**Stated task A:** In the comments on net neutrality, why does the commenter from Romania say the internet there works fine no matter what people use?
**Stated task B:** Copy the records word for word, starting at the line with "of the blue" and continuing through the end of the records.

**Text:**
- - - - -

I believe that future historians of technology will place the Internet in the same category as the invention of the printing press. When books were produced in mass rather than as unique works of art, the world was unlocked, and the resulting communication made history, science, technology, philosophy, art, literature, and entertainment available where and to whom it had never before gone. Would democracy ever have existed without printed books?
And, the Internet is the printing press gone to light speed, allowing access to information that has changed the World, a kind of mega-democracy, one place of a reasonably untextured, level playing field.
The impending case is, by the self-interested parties, today made to seem a simple idea of moderate controls and a reasonable charging more for more services, but it's the tip of the iceberg and seven-eighths of the long-term intention is unseen. If the FCC is judged to not have regulatory standing, the floodgates are open and the Internet will be in effect privatized and at the whim of a few companies with Billions of $ waiting to tell you what you can see, what you can say, and to whom, what you should feel, think, and buy, and then charge you extra for the privilege of being part of their private techno-herd.
If the Internet is sublimated to the greed machine, it's whole foundation, the whole idea of the floating maelstrom of ideas will fall to censorship, micromanagement, monitoring, and complex, inflated billing that will make us all frightened of the access and expression that has changed the World.
We've seen historically, the results of the burning of books, let's not let five corporations burn the Internet.
- Gosh! As soon as I typed this, my Internet speed just dropped from 130 to 17Mb/s!
I do believe something is really wrong with ISPs in the USA.
First of all their services just suck big time and they're also expensive.
Instead of fixing their problem with the infrastructure so their networks will work better for everyone and anything they're not thinking of ways to hide their incompetence and greed.
In other parts of the world including in Romania where I live the internet is cheap ( $10-20 ), fast ( >100 Mbps ) and it just works.
Everything works fine no matter what people use, the infrastructure is designed to handle a much greater load than it needs to so there are no problems.
So will the end of net neutrality mean customers would have to maybe pay twice or even three times for some services. The internet is just a virtual highway now. You pay a toll to travel and if you want to access certain services you pay to get in the door. Will ISP control mean you need to pay for basic internet, then for the use of video streaming or gaming, then pay the video streaming service such as Netflix or Lovefilm? This is bad news as costs will soon spiral so that the privileged can only afford the whole service just like premium cable prices.
LOL, the first clue is the claim this is whats best for the customers. What is best for the customers is to leave it the way it is, and the price that it is. It already cost to much. They are loosing millions of subscribers form cable because of these affordable internet solutions. All the major networks now have their own online shows. If cable don't get on board, they will loose everyone to the internet and they know it. Verizon AT&T and Comcast are the most crooked companies in America, if you think for one minute they have the customers best interest in mind you are nuts.

- - - - -

**Input records:**
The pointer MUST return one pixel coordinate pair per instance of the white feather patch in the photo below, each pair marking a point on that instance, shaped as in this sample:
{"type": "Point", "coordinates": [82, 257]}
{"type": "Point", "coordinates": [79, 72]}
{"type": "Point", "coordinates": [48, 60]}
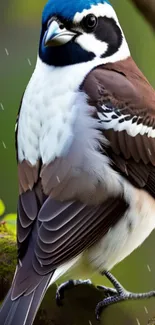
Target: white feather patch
{"type": "Point", "coordinates": [132, 128]}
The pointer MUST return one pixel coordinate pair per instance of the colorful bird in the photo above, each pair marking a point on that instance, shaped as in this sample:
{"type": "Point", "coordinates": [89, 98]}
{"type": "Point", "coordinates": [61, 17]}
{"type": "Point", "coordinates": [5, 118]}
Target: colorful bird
{"type": "Point", "coordinates": [86, 157]}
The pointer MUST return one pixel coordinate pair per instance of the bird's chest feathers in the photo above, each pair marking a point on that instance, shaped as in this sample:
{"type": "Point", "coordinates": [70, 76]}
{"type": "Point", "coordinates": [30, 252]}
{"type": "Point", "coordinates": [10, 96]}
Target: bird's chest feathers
{"type": "Point", "coordinates": [48, 112]}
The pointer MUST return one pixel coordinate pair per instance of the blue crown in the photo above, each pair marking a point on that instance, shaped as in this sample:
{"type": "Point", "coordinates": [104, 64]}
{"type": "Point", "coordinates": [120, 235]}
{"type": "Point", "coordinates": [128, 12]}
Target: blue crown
{"type": "Point", "coordinates": [68, 8]}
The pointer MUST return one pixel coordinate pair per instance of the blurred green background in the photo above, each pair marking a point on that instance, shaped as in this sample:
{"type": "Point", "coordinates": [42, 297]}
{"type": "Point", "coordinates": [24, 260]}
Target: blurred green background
{"type": "Point", "coordinates": [19, 35]}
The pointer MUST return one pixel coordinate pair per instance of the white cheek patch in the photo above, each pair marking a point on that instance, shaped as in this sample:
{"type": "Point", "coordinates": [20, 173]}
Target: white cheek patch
{"type": "Point", "coordinates": [91, 44]}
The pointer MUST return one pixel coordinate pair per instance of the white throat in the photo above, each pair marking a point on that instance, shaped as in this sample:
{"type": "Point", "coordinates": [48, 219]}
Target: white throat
{"type": "Point", "coordinates": [49, 109]}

- - - - -

**Worked answer A:** The commenter says the infrastructure there is built to handle a much greater load than it needs to, so there are no problems.

**Worked answer B:**
The pointer MUST return one pixel coordinate pair per instance of the blue crown in the photo above, each pair marking a point on that instance, shaped as in this sample:
{"type": "Point", "coordinates": [104, 64]}
{"type": "Point", "coordinates": [120, 235]}
{"type": "Point", "coordinates": [128, 12]}
Target: blue crown
{"type": "Point", "coordinates": [68, 8]}
The pointer MUST return one pixel coordinate pair per instance of the blurred green background in the photo above, each pair marking a point on that instance, shaped as in this sample:
{"type": "Point", "coordinates": [42, 297]}
{"type": "Point", "coordinates": [24, 260]}
Target: blurred green background
{"type": "Point", "coordinates": [19, 35]}
The pointer MUST return one pixel coordinate pair per instance of the white cheek patch in the photo above, each pair marking a point on that instance, shaped as in this sample:
{"type": "Point", "coordinates": [20, 173]}
Target: white cheek patch
{"type": "Point", "coordinates": [91, 44]}
The pointer MUST return one pixel coordinate pair per instance of the white throat in the photo above, each pair marking a point on that instance, shaped as in this sample:
{"type": "Point", "coordinates": [48, 219]}
Target: white throat
{"type": "Point", "coordinates": [49, 109]}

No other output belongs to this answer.